# Welche Programmiersprache



## RB3 (15 März 2017)

Ich bin Neuling im Bereich Gebäudeautomation. Ich weiß, dass in der Industrie eine Siemens S7 zum Einsatz kommt und diese in SPS (FUP, KOP oder AWL) programmiert wird.

Im Bereich der Gebeäudeautomation habe ich bei DEOS, WAGO und Siemens mal nachgeschaut. Hier kommen BACnet Controller zum Einsatz. In welcher Sprache werden diese programmiert? 

https://www.youtube.com/watch?v=N84yxtvTJfM 

bzw. gibt es bei Siemens ja auch "DISIGO". Wie muss ich mir das vorstellen? Mit Templates wird ein Programm erstellt und dieses wird auf dem BACnet Controller geladen?

Ich würde mich freuen, wenn mich einer aufklären könnte.


----------



## Gerhard Bäurle (15 März 2017)

In der Industrie kommt nicht nur die Siemens und S7 zum Einsatz, sondern auch ABB, Beckhoff, Rockwell, Mitsubishi und andere.

Zudem ist neben AWL KOP FUP auch ST und Ablaufsprache gängig, AWL stirbt eher langsam.

Im Gebäudebereich ist es noch vielfältiger, da gibt es neben den Industrie-Derivaten KNX, LCN, digitalstrom und vieles mehr.


----------



## RB3 (15 März 2017)

https://www.siemens.de/buildingtech...shingImages/comfortable-engeneering-small.jpg

Ist das im CFC Editor eine abgeänderte SPS-Programmiersprache?

Und wie heißt die Programmiersprache aus dem Youtube Video, wo ein Template auf ein BACnet Controller geladen wird?


----------



## Gerhard Bäurle (15 März 2017)

RB3 schrieb:


> https://www.siemens.de/buildingtech...shingImages/comfortable-engeneering-small.jpg
> 
> Ist das im CFC Editor eine abgeänderte SPS-Programmiersprache?
⁂
*Zu erledigen*.
1. Beantworten Sie die folgenden Fragen anhand des Textes.
(a) Bei welchen Herstellern hat RB3 im Bereich der Gebäudeautomation nachgeschaut?
(b) Welche Programmiersprache stirbt laut Gerhard Bäurle eher langsam?
(c) Welche Systeme nennt Gerhard Bäurle für den Gebäudebereich neben den Industrie-Derivaten ausdrücklich?
2. Zitieren Sie aus dem Text wortgetreu die Stelle von „Ich bin Neuling“ bis einschließlich „BACnet Controller geladen?“.
3. Nennen Sie alle Hersteller, die laut Text in der Industrie zum Einsatz kommen.

*Datenauszug*.
⁂
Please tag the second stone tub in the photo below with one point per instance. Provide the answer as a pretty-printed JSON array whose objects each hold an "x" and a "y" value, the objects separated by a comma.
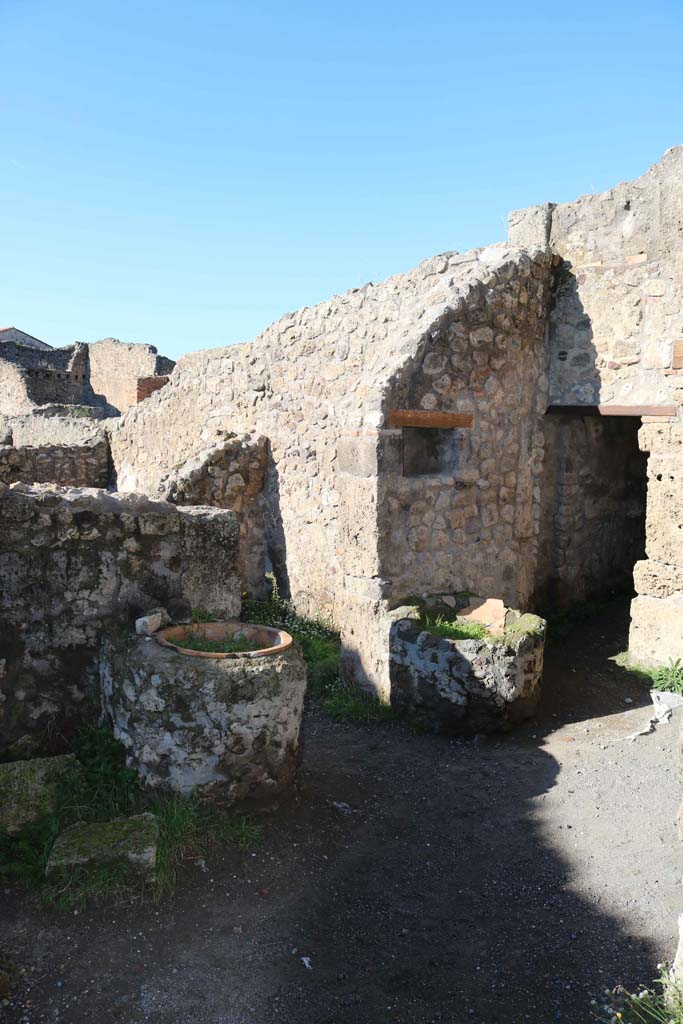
⁂
*Lösungen*.
1.
(a) RB3 hat bei DEOS, WAGO und Siemens nachgeschaut.
(b) AWL stirbt eher langsam.
(c) Er nennt KNX, LCN und digitalstrom.

2.
Ich bin Neuling im Bereich Gebäudeautomation. Ich weiß, dass in der Industrie eine Siemens S7 zum Einsatz kommt und diese in SPS (FUP, KOP oder AWL) programmiert wird.

Im Bereich der Gebeäudeautomation habe ich bei DEOS, WAGO und Siemens mal nachgeschaut. Hier kommen BACnet Controller zum Einsatz. In welcher Sprache werden diese programmiert? 

https://www.youtube.com/watch?v=N84yxtvTJfM 

bzw. gibt es bei Siemens ja auch "DISIGO". Wie muss ich mir das vorstellen? Mit Templates wird ein Programm erstellt und dieses wird auf dem BACnet Controller geladen?

3. Siemens, ABB, Beckhoff, Rockwell, Mitsubishi